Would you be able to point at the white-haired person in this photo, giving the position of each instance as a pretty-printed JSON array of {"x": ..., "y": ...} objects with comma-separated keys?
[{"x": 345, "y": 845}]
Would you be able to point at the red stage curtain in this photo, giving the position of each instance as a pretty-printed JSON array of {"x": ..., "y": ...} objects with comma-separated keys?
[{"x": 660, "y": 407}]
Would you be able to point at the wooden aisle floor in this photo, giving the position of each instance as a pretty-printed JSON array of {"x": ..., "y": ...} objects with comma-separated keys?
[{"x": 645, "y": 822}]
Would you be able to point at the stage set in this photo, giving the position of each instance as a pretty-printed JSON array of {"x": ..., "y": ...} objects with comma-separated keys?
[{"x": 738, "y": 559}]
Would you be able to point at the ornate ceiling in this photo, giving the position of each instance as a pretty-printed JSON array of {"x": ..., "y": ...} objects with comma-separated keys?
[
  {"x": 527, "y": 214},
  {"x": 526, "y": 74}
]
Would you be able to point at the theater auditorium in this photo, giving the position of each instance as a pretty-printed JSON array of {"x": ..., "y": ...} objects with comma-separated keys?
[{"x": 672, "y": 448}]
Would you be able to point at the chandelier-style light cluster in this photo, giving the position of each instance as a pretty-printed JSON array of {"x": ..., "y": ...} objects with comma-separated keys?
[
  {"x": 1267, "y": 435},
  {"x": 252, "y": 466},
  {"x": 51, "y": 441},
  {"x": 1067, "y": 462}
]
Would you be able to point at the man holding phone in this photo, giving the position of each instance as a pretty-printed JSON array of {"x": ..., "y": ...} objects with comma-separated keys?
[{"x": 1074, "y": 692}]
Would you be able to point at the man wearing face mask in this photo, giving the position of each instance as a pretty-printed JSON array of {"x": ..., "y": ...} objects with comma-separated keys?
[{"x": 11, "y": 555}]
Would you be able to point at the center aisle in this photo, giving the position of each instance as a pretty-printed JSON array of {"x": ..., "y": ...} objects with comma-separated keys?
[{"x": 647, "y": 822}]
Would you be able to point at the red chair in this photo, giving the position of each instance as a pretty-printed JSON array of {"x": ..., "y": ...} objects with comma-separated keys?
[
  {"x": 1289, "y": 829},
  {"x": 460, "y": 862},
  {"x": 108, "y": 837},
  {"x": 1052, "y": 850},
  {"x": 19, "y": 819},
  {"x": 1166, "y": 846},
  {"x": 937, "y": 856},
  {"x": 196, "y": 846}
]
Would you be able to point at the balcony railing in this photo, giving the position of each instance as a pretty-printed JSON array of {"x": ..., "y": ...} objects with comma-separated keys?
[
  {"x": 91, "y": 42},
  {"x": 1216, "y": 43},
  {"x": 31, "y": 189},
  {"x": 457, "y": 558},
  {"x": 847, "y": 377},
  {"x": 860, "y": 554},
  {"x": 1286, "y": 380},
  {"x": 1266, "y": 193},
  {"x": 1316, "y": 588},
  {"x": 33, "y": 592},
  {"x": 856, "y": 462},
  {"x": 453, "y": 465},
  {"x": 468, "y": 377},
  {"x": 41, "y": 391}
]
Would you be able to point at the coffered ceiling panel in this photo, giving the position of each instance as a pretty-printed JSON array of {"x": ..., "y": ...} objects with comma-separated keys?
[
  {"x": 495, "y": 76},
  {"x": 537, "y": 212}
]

_What the task asks_. Please quote exactly the lines from the one containing "Would you be able to point at the man wearing" through the last line of the records above, both included, and nothing else.

_Task answer_.
Would you be able to point at the man wearing face mask in this photo, giving the position of each instance as a pretty-printed JSON array of {"x": ..., "y": ...} objects with comma-separated keys?
[{"x": 11, "y": 555}]
Would you be able to point at the center aisle in this photo, giving the position of each instance as a pretty-printed JSON array of {"x": ..., "y": ...} objects with comma-separated keys?
[{"x": 647, "y": 822}]
Would you be able to point at the red chair in this photo, giving the position of each instance as a pretty-printed JSON array of {"x": ..., "y": ...} objects with comma-separated keys?
[
  {"x": 1289, "y": 829},
  {"x": 460, "y": 862},
  {"x": 108, "y": 837},
  {"x": 1052, "y": 850},
  {"x": 19, "y": 819},
  {"x": 1166, "y": 846},
  {"x": 937, "y": 856},
  {"x": 196, "y": 846}
]
Would you be able to point at the balcony railing in this photo, giving the position of each instance as a pretty-printed JSON array of {"x": ..., "y": ...} objects with comma-separated keys?
[
  {"x": 91, "y": 42},
  {"x": 1216, "y": 43},
  {"x": 31, "y": 189},
  {"x": 457, "y": 558},
  {"x": 847, "y": 377},
  {"x": 860, "y": 554},
  {"x": 1286, "y": 380},
  {"x": 1266, "y": 193},
  {"x": 1316, "y": 588},
  {"x": 33, "y": 592},
  {"x": 856, "y": 462},
  {"x": 453, "y": 465},
  {"x": 468, "y": 377},
  {"x": 41, "y": 391}
]
Would you be able to point at the coffered ceiling panel in this photo, giving the position of each instance as a pretty-printed JSON array of {"x": ..., "y": ...} objects with comma-separated keys?
[
  {"x": 495, "y": 76},
  {"x": 537, "y": 212}
]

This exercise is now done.